Aim of the exercise — List every line of the records below that contains the string "positive", copying each such line in full. Case counts.

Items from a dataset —
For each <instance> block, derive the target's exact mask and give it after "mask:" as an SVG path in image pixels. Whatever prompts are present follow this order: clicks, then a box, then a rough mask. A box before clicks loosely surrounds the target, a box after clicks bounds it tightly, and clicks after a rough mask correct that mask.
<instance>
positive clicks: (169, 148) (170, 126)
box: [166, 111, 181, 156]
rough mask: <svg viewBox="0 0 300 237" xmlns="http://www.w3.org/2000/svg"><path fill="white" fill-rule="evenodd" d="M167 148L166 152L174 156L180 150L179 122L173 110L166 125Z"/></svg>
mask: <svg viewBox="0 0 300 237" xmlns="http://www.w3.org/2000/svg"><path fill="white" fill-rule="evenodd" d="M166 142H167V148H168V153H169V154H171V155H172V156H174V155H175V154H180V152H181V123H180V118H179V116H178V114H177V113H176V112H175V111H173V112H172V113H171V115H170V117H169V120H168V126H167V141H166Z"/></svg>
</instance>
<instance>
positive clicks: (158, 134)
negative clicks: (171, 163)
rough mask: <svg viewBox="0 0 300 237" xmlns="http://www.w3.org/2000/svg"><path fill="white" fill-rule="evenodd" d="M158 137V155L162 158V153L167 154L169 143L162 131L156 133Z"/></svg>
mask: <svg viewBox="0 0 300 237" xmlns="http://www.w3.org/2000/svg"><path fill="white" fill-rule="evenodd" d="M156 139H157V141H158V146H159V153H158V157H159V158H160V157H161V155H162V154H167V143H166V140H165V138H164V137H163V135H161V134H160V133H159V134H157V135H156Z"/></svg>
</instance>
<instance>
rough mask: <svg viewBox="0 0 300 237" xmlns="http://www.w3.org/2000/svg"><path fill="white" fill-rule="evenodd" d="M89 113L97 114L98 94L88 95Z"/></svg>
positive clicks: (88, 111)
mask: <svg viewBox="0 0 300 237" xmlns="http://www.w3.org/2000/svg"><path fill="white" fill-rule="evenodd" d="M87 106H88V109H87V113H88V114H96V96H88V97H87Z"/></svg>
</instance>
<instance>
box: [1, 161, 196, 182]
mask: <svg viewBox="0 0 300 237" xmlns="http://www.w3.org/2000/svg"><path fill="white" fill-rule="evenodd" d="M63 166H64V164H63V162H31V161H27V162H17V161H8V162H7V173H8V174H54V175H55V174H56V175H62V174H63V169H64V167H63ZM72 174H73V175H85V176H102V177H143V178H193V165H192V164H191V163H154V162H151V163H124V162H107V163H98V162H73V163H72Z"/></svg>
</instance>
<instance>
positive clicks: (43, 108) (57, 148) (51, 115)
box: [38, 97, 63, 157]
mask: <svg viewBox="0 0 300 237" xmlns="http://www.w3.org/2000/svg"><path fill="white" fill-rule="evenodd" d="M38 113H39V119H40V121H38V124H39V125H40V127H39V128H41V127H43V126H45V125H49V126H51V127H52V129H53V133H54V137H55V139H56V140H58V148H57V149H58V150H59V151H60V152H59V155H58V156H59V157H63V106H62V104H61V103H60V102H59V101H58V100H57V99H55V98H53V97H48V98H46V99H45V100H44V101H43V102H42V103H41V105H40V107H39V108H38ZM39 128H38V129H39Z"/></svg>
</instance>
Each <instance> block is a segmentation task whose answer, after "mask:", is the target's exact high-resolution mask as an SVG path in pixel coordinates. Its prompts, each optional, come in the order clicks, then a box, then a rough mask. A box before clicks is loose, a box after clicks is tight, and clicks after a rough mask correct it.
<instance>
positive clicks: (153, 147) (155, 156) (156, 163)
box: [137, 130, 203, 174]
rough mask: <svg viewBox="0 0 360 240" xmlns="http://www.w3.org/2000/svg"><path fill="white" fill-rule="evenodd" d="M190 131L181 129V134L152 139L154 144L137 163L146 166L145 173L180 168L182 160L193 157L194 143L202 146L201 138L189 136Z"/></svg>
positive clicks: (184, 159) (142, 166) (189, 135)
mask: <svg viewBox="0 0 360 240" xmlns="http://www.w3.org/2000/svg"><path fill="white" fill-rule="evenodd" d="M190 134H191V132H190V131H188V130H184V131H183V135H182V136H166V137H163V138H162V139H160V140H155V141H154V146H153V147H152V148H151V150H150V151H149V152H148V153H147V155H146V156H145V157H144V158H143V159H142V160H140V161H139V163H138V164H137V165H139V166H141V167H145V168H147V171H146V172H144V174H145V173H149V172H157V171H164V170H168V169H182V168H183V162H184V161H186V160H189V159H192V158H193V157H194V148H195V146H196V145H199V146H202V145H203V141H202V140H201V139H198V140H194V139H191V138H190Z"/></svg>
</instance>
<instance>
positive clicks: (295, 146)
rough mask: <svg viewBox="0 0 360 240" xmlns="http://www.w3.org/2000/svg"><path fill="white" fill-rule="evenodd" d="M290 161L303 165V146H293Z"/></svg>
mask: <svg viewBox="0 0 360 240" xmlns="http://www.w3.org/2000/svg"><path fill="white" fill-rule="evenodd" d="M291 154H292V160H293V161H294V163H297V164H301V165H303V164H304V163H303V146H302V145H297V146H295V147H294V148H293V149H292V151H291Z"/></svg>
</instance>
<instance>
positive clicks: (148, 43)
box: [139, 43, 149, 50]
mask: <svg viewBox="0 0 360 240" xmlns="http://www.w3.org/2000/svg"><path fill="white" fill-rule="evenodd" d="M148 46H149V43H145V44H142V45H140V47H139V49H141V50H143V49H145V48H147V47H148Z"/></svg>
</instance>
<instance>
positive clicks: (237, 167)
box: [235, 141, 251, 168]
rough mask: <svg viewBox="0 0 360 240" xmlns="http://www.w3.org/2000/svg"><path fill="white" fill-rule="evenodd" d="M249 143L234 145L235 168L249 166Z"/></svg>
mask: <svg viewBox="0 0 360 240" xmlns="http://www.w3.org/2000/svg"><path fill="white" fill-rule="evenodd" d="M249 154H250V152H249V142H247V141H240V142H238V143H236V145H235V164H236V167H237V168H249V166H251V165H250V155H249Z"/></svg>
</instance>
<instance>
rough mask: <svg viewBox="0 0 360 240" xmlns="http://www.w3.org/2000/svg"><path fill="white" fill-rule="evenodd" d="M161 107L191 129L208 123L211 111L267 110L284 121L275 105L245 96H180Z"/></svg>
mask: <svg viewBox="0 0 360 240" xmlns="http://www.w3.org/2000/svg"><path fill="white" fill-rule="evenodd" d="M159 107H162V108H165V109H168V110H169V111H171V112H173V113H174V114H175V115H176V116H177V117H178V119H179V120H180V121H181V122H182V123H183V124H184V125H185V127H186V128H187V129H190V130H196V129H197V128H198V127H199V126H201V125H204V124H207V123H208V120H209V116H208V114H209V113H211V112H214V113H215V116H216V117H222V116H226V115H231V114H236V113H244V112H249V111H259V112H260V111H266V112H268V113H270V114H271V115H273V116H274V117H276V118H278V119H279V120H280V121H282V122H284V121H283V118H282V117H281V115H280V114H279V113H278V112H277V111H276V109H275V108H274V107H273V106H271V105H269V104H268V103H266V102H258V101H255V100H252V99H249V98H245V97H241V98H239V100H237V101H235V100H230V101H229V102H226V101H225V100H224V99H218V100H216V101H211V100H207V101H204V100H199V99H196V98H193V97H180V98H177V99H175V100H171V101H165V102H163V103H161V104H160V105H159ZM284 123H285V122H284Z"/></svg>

Your response —
positive clicks: (169, 148) (170, 126)
positive clicks: (158, 134)
positive clicks: (88, 111)
positive clicks: (43, 108) (57, 148) (51, 115)
positive clicks: (153, 147) (155, 156) (156, 163)
positive clicks: (184, 159) (142, 166) (189, 135)
positive clicks: (295, 146)
positive clicks: (148, 43)
positive clicks: (237, 167)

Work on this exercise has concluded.